▶ _Exercices à faire_:
1/ Dans l'extrait sur le post-exotisme, quel titre porte le cycle de piécettes dites par un malade mental ?
2/ Retouchez l'extrait sur le post-exotisme : recopiez-le à partir des mots « Comme Nerval ou » jusqu'aux mots « prétexte littéraire ? » inclus, en remplaçant « rêve » par « songe ».
3/ Poursuivez, s'il vous plaît, l'extrait sur le post-exotisme à partir de l'endroit où il s'arrête.

▶ _Extrait présenté_:
-*-*-
Nouvelle ou poème en prose ? Pas vraiment, à mon avis. Je pense surtout que le genre » roman » a été ici très intoxiqué et subverti par une approche théâtrale, certains chapitres étant d’ailleurs une mise en prose de pièces conçues pour la radio. J’avais depuis longtemps cette idée d’un cycle de piécettes dites par un malade mental et ayant pour titre Le Bardo de la méduse. C’est une constante du post-exotisme que de reprendre sous une autre forme des textes ayant été murmurés ailleurs ou précédemment, pour leur donner une orientation et surtout une musicalité différentes. Ici, sur le projet théâtral de Bogdan Schlumm, acteur délirant et solitaire, se greffent les voix de personnages fraîchement décédés ou celles des récitants du Bardo Thödol. C’est un roman théâtral. La plupart des images naissent à partir des dialogues ou des monologues, pour former un objet romanesque à peu près normal.
Comme Nerval ou David Lynch, vous utilisez la logique a priori absurde mais étrangement cohérente du rêve pour construire vos fictions. Pour vous, le rêve est-il une « seconde vie », voire une voie de connaissance privilégiée, ou un simple prétexte littéraire ?
-*-*-
▶ _Lignes enregistrées_:
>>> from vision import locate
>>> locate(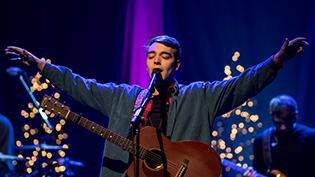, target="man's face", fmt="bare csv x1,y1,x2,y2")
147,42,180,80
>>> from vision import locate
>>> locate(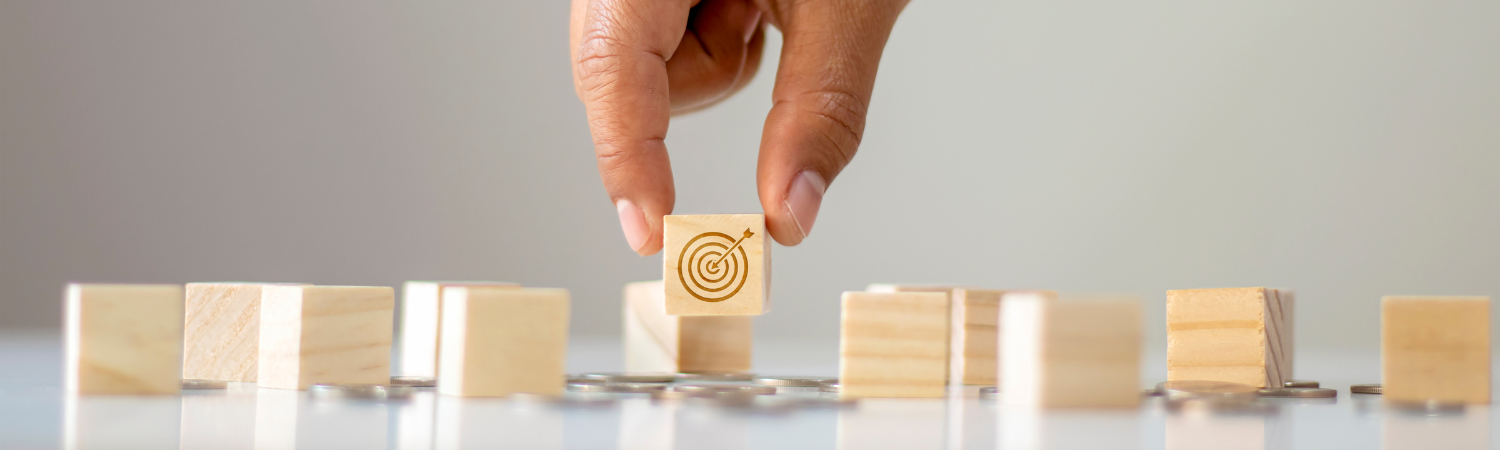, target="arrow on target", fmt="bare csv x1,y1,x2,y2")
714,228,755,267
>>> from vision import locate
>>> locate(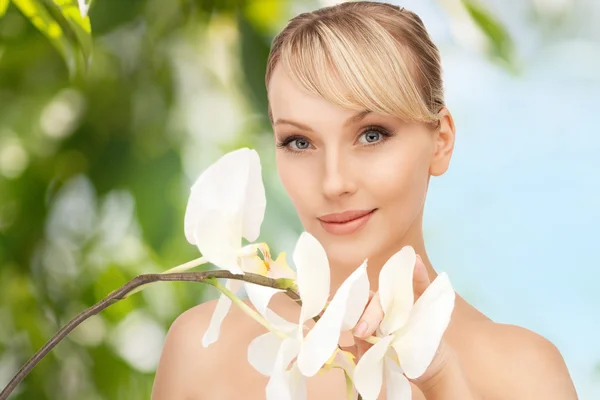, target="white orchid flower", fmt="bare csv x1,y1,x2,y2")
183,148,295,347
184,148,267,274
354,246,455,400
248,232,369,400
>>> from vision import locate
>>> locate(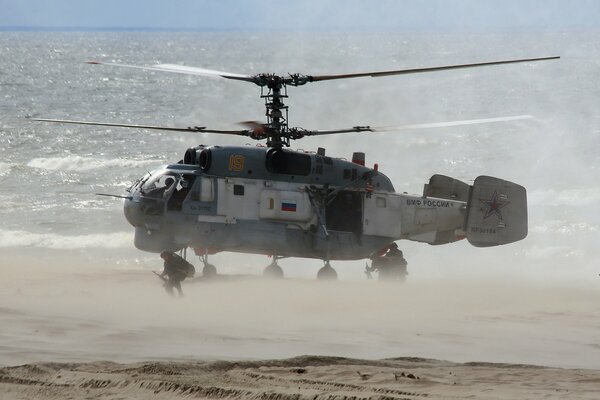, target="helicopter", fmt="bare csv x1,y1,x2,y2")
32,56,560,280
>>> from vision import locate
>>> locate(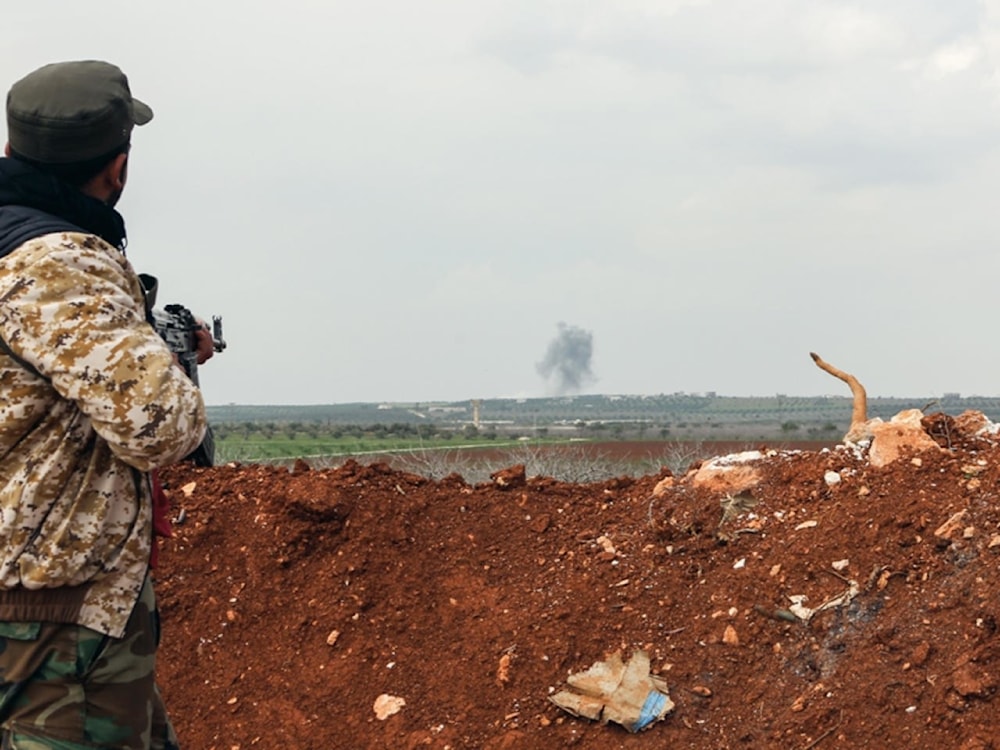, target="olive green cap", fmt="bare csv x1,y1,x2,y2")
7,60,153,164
-*-*-
▶ _Réponses aux exercices_:
1/ Le Bardo de la méduse.

2/
Comme Nerval ou David Lynch, vous utilisez la logique a priori absurde mais étrangement cohérente du songe pour construire vos fictions. Pour vous, le songe est-il une « seconde vie », voire une voie de connaissance privilégiée, ou un simple prétexte littéraire ?

3/
Le rêve est pour moi un territoire d’exploration privilégié, une source d’inspiration première. De nombreuses images fondatrices du post-exotisme sont apparues en rêve, des images mais aussi des ambiances, des enchaînements, des anecdotes. Depuis l’enfance, j’ai pris l’habitude d’archiver mes souvenirs oniriques et mes souvenirs de veille à l’intérieur d’une même case, sur une même étagère de la mémoire. Au point de ne plus établir de différence entre le rêvé répertorié et certains événements réels. Chez certains peuples d’Amazonie, cette différence n’existe pas. Les Indiens estiment tout bonnement qu’elle n’a pas lieu d’être, et, quand j’y réfléchis, je me sens très proche de cette manière de voir le monde. Dans le monde flottant du Bardo, on retrouve aussi cette absence de distinction entre matière réelle et matière onirique. Je me déplace là-dedans sans problème, en particulier au moment d’écrire, quand je crée des souvenirs, quand je crée du passé ou du présent pour mes personnages et pour moi-même.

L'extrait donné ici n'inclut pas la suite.